» WRITTEN REQUEST: Please collect every line in the records below that contains the word "cutting".

(Labels for object points)

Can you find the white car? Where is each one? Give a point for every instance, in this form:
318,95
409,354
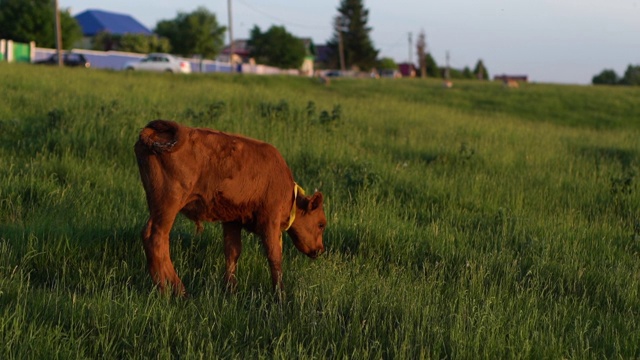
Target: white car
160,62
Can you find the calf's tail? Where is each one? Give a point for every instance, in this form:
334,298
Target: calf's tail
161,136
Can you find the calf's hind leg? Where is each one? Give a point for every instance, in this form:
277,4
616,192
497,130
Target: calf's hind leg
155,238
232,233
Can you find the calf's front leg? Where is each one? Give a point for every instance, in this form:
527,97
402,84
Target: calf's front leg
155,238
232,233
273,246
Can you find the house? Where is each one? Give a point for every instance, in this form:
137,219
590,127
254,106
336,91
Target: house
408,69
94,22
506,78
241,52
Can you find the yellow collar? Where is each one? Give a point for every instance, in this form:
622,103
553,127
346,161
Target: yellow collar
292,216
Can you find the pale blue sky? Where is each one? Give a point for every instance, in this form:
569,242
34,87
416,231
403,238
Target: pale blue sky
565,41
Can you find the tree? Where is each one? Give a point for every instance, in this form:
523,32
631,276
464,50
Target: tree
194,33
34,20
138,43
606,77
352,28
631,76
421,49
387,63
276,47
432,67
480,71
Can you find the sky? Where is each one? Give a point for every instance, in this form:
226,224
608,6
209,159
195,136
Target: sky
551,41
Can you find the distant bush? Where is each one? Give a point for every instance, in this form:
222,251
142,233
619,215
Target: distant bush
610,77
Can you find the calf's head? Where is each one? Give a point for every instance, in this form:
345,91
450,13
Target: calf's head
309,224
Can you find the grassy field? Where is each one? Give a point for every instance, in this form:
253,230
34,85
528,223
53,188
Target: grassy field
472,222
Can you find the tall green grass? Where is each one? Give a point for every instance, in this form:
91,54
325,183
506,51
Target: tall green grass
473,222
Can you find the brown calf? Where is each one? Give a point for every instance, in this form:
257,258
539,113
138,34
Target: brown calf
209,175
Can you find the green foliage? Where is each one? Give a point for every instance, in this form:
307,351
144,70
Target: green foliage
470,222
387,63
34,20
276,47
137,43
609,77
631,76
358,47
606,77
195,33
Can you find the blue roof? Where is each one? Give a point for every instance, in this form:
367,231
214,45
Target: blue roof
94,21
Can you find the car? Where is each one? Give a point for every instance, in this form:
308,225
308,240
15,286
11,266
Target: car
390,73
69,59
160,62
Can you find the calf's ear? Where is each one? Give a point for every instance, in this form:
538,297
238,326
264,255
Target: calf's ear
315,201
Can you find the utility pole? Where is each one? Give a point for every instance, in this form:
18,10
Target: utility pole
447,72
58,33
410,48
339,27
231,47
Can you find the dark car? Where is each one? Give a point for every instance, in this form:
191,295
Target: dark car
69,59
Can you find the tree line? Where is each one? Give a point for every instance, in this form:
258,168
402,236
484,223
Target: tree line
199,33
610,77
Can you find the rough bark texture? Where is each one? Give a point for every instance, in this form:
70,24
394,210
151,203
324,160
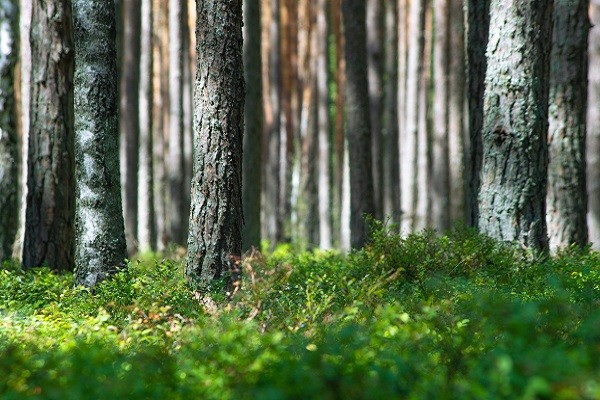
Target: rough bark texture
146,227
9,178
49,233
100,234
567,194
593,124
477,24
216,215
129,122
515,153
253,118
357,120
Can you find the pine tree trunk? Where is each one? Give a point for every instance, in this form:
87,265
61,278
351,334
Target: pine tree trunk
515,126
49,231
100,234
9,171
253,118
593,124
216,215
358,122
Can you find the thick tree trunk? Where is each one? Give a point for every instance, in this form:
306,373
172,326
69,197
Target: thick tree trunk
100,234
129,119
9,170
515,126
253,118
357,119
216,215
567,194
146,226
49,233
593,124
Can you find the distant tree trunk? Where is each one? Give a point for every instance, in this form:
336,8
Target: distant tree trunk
==
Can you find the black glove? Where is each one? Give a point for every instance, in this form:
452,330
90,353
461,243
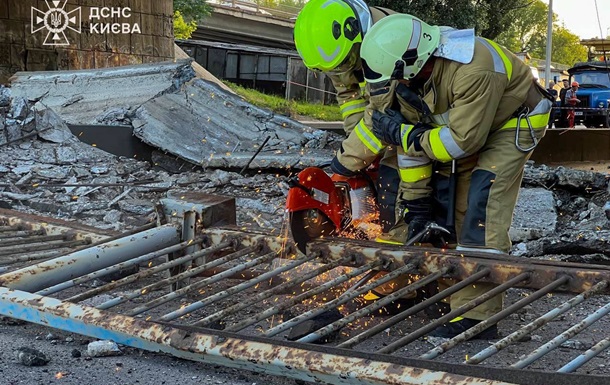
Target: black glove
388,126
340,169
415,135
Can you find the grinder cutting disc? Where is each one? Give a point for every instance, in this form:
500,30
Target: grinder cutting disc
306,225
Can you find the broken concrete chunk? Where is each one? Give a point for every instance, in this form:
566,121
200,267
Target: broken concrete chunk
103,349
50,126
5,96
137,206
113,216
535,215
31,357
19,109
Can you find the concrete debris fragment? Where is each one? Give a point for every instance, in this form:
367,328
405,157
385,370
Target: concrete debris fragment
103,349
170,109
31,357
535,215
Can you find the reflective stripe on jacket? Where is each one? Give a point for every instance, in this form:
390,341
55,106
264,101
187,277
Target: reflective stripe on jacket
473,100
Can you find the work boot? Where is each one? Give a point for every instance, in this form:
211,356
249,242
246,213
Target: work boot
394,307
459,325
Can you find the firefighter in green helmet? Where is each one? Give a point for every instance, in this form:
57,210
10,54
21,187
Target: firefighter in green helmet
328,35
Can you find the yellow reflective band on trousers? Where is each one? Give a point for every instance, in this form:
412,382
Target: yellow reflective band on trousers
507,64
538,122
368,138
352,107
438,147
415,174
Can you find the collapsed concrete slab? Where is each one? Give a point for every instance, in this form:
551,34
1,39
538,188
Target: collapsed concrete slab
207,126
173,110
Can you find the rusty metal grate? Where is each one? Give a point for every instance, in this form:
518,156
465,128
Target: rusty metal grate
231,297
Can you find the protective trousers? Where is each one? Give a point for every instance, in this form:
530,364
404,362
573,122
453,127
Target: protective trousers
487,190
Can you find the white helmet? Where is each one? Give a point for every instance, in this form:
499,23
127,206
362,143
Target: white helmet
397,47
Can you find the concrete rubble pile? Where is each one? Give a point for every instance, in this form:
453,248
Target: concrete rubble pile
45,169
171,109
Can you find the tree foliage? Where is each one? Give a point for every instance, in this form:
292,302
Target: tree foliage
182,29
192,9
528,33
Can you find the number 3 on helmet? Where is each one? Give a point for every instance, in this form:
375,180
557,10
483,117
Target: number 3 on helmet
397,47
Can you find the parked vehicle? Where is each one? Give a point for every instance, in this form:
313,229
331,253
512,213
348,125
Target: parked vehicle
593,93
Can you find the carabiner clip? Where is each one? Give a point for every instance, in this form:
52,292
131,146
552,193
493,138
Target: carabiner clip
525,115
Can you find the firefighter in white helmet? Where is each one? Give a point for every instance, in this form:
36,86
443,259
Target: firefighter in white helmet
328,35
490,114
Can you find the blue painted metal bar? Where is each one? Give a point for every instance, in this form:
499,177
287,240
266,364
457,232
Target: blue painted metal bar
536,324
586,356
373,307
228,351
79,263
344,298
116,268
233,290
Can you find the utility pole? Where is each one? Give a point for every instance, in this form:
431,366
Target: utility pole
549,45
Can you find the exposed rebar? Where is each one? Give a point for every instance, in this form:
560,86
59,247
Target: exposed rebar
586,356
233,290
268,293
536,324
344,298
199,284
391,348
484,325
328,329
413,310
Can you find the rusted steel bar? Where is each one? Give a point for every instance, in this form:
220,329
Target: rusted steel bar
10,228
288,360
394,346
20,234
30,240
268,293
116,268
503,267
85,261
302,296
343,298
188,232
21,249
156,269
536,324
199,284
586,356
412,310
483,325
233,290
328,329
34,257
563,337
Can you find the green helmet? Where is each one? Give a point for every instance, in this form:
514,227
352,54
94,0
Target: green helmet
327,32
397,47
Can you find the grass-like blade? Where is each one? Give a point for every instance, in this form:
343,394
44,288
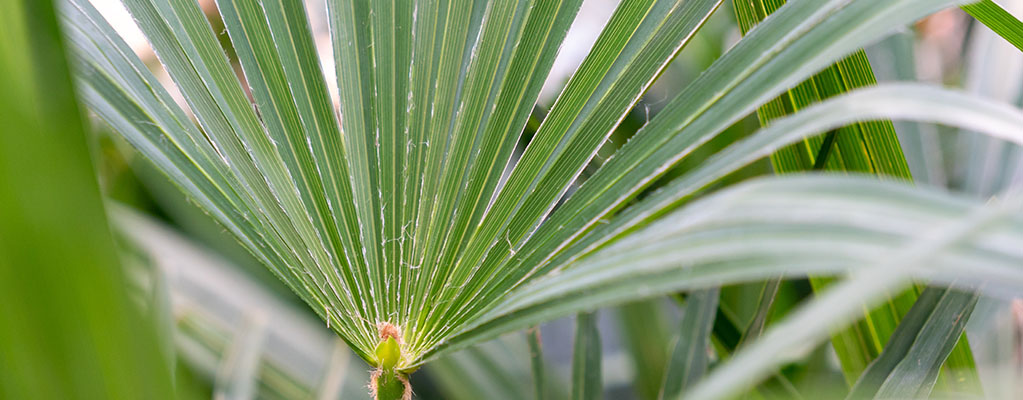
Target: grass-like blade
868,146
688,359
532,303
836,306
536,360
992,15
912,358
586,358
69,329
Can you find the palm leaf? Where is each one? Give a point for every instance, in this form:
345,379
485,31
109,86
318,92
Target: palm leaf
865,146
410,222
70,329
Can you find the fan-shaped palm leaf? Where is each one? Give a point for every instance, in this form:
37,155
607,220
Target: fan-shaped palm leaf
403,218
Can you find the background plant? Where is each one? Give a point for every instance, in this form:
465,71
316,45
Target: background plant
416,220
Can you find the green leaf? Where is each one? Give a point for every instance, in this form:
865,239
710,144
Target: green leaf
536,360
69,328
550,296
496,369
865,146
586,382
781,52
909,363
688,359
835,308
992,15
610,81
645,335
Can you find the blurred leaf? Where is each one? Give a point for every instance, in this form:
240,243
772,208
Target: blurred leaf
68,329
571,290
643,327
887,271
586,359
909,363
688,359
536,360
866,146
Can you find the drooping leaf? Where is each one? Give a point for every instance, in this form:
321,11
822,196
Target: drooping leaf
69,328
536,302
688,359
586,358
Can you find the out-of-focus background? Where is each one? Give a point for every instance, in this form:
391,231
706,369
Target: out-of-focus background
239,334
---
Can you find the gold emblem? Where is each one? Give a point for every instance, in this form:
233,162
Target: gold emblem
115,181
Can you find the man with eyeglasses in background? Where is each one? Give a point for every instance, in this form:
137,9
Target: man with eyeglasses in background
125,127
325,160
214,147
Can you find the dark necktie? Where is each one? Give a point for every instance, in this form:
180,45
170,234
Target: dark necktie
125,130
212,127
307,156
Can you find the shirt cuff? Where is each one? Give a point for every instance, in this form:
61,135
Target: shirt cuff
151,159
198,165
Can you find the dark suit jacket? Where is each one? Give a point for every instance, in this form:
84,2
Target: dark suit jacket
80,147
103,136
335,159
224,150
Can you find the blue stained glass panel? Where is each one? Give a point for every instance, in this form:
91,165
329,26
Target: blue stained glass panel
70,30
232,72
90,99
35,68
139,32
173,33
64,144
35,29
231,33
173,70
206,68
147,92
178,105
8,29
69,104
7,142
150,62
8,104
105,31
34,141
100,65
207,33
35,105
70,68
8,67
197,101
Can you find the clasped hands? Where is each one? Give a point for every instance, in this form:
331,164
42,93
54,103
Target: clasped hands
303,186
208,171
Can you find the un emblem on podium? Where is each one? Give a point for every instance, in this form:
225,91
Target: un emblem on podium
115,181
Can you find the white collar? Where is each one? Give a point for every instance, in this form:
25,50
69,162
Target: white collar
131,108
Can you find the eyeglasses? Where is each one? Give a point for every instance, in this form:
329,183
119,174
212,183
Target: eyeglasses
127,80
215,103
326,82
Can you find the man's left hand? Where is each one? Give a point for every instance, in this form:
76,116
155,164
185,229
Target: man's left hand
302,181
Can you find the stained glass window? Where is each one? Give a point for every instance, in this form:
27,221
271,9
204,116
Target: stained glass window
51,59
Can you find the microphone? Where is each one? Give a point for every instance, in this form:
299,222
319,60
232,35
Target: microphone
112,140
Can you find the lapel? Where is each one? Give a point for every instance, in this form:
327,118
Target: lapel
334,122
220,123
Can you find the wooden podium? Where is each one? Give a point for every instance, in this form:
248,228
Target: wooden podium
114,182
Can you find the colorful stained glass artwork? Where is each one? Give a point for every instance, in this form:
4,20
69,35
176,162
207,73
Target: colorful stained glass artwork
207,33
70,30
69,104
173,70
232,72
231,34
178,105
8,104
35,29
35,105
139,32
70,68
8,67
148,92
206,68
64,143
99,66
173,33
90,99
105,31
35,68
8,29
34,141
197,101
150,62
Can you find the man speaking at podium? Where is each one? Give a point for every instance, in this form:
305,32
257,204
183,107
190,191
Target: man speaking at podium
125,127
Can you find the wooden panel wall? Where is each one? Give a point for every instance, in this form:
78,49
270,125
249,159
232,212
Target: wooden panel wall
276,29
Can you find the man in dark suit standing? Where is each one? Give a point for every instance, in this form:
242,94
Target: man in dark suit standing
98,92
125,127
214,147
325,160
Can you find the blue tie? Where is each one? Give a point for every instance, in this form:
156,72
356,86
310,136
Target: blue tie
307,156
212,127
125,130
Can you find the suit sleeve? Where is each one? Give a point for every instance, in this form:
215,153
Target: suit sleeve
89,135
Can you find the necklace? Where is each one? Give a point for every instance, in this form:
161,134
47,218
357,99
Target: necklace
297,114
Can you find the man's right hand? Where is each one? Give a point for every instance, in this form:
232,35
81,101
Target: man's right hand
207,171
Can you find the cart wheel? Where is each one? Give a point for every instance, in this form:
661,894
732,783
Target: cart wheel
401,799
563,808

» EXERCISE RESULT:
Can you find the grinder cutting disc? Where is each one? Give a point for every instance, in this form:
Target: grinder cutting disc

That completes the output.